DATA FOR THE TASK:
▬▬▬▬▬▬▬▬▬▬
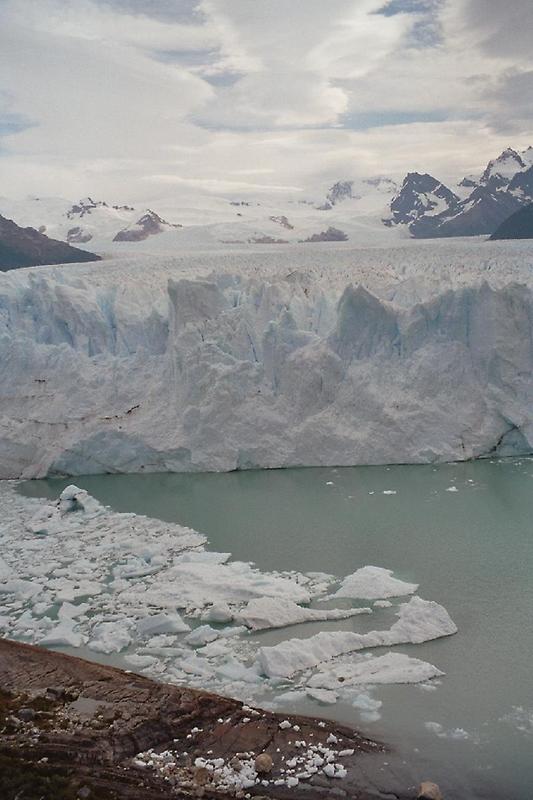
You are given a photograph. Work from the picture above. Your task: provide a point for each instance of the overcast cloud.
▬▬▬▬▬▬▬▬▬▬
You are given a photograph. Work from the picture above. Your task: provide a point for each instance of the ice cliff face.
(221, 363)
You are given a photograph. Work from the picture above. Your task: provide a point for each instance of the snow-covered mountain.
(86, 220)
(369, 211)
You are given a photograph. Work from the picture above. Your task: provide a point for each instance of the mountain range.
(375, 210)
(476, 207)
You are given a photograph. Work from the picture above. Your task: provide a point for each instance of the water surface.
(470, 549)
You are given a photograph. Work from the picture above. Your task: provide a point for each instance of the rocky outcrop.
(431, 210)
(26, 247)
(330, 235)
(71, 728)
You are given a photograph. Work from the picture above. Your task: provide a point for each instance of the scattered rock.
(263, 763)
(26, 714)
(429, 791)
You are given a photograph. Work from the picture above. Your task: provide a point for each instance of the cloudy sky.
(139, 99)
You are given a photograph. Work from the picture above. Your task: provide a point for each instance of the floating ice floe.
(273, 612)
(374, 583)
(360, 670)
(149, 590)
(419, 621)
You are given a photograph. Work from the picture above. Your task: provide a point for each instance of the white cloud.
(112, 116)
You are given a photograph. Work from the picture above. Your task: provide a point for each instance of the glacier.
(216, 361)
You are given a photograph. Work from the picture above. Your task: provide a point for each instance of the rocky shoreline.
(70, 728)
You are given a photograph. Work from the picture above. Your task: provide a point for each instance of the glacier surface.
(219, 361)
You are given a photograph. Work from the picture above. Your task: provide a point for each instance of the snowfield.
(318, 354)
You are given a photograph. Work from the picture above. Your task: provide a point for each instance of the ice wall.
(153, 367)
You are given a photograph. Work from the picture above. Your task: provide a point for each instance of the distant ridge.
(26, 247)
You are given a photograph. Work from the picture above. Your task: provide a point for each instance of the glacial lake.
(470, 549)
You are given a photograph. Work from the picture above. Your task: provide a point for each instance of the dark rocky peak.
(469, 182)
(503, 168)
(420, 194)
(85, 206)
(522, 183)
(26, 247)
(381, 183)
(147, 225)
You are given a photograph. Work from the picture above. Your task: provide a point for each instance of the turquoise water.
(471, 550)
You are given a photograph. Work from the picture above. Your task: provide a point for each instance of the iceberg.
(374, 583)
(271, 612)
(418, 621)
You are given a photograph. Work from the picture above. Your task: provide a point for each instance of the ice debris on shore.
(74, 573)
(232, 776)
▬▬▬▬▬▬▬▬▬▬
REQUIRED TASK: Pull out every line of the items above that contains the word "mountain". Case counts.

EXERCISE ANSWER:
You are given a photograph. Work from the picture above. Your task: provide a point for each instance of the snow-covered mountain.
You are given a photograph. Work from the picture above. Your task: provide a point for each instance of the mountain range.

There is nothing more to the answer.